Retype, word for word, each line between the lines holding "Mark the sandy ground with a point." and "Mark the rocky hillside with a point.", inclusive, and leave the rest of the data alone.

Source records

========================================================================

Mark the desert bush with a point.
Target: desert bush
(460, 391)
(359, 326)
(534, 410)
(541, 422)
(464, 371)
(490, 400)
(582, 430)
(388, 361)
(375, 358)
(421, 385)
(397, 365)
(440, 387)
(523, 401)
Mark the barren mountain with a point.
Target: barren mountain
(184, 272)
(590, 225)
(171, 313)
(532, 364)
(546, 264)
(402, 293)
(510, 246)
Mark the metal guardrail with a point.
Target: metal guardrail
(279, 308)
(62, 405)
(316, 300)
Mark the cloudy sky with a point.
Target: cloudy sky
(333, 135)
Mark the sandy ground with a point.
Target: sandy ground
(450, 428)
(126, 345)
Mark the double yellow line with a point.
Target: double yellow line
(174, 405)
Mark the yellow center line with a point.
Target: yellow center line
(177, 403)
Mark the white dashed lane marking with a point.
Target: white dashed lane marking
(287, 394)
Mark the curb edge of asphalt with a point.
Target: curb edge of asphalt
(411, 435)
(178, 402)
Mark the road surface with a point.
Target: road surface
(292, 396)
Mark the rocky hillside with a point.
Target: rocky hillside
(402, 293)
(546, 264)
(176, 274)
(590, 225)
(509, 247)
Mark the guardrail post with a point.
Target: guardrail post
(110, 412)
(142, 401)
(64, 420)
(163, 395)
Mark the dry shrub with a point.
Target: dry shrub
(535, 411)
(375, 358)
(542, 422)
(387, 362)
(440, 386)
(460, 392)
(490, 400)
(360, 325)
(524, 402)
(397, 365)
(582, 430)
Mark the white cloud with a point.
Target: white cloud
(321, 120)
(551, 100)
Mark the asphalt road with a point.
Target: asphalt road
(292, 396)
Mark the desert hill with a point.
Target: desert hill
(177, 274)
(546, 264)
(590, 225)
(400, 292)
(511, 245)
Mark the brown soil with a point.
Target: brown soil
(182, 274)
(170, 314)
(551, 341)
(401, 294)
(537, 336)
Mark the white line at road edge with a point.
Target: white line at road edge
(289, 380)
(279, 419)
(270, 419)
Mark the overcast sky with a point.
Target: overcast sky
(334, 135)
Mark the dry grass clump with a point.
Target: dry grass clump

========================================================================

**Output of the exercise:**
Mark the sandy ground with a point.
Target: sandy ground
(450, 428)
(126, 345)
Mark the double yellow line with a point.
Target: double yellow line
(174, 405)
Mark the yellow center line with a point.
Target: yellow center line
(177, 403)
Mark the white dashed lane marking with a point.
Target: white dashed lane marking
(287, 394)
Mark the curb edge of asphalt with a point.
Target: curb edge of asphalt
(411, 435)
(178, 402)
Mark the road surface with a point.
Target: road surface
(292, 396)
Mark the rocky hillside with a point.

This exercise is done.